**Work to complete**
Pick out every line in the items below that contains the word "like" and copy each one. Letter case counts.

## Start Raw data

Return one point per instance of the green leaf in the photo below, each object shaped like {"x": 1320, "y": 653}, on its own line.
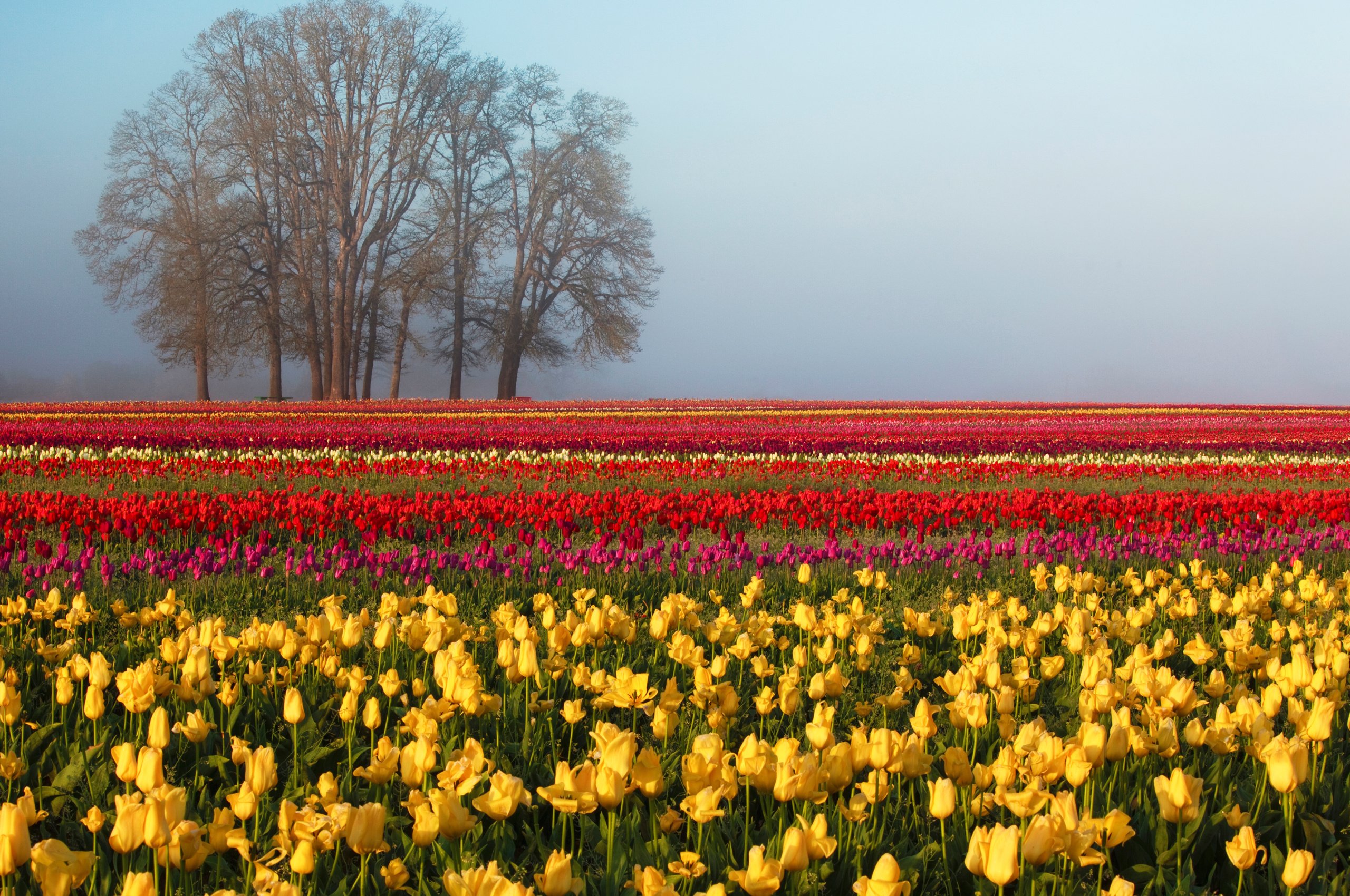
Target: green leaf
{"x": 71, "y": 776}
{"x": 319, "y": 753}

## End Raw data
## Start Raw data

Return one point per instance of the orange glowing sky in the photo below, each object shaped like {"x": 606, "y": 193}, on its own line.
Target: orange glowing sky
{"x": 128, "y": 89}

## End Raw data
## Start Raw data

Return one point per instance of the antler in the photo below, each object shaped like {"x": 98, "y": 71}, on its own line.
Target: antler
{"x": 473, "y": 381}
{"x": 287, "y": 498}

## End Raw data

**Answer to this exercise**
Return one point per instance of the green leaf in the photo below, each object shaped like {"x": 1320, "y": 653}, on its own line.
Return one point per instance of the orange glowing sky in the photo below, each object shaped like {"x": 606, "y": 193}, on its own line.
Return one point per instance of the antler in the photo below, each object shaped like {"x": 98, "y": 71}, on its own line.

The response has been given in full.